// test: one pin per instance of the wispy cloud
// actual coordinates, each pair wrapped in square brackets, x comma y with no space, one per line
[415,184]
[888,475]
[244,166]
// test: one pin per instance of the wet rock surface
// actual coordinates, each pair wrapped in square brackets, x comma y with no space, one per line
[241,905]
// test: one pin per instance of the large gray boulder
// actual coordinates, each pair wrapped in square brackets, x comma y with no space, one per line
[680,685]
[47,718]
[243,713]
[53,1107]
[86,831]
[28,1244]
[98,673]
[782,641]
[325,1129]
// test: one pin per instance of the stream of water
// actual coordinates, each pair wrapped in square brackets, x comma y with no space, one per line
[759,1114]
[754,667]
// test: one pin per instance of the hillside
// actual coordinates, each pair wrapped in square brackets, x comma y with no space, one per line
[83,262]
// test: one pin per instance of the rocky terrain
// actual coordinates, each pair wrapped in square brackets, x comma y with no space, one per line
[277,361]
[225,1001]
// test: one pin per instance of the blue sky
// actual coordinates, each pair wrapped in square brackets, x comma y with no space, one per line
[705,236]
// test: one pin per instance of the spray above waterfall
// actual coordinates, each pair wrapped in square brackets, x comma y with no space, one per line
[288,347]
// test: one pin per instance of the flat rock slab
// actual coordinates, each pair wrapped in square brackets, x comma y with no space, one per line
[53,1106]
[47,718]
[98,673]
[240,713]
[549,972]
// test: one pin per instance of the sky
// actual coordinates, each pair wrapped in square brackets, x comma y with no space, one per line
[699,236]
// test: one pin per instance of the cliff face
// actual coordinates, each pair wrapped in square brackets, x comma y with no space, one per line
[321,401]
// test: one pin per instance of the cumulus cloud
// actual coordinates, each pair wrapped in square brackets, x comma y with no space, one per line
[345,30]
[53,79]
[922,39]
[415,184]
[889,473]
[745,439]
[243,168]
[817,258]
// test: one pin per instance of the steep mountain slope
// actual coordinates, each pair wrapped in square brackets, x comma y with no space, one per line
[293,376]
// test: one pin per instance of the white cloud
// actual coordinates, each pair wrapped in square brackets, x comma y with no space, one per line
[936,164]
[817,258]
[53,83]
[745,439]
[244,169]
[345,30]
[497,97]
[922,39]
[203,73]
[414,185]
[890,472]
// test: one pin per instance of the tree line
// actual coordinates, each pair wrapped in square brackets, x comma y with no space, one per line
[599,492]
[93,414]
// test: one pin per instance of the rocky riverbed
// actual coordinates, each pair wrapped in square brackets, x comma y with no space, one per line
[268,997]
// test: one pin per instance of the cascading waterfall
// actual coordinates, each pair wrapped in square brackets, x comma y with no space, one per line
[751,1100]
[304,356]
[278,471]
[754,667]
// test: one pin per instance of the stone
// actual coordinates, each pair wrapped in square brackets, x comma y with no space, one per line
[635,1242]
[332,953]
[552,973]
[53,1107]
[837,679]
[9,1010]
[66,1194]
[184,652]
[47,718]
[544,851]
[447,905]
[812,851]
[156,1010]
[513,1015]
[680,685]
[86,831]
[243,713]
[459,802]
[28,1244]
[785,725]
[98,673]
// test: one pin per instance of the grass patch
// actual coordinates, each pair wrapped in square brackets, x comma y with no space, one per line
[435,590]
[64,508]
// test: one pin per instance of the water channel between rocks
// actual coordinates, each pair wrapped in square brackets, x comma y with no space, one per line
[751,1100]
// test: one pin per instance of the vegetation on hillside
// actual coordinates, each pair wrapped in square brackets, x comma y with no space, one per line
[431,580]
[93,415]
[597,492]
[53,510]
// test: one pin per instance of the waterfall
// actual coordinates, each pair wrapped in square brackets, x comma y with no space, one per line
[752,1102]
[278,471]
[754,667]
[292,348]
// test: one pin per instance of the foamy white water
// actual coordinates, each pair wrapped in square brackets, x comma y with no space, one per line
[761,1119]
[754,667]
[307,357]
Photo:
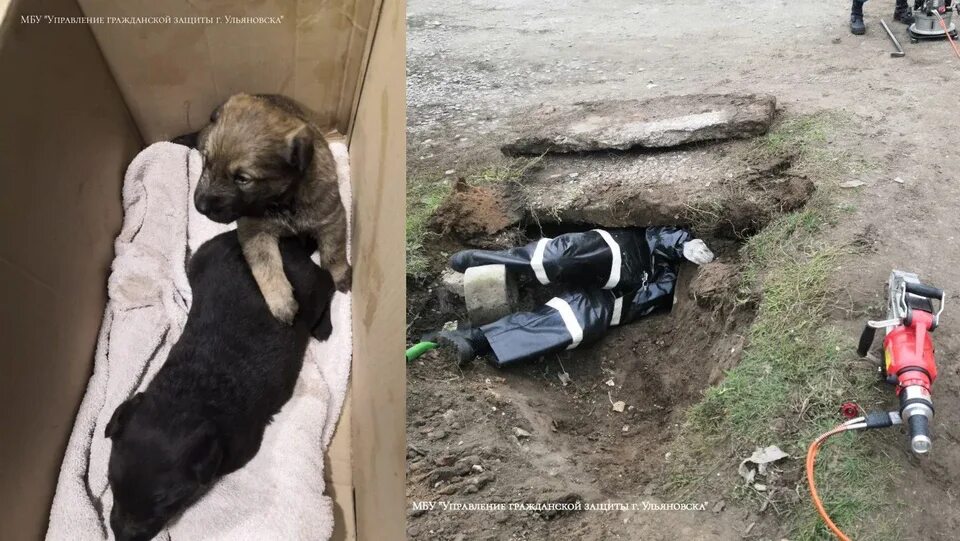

> **GIVEN REQUEST**: Pick out each line above that contains the string "cloud" and copy those lines.

> **OUTPUT**:
// test: one pin per instance of the wispy cloud
// test: one pin per instance of the cumulus cloud
// test: one pin per instance of the white cloud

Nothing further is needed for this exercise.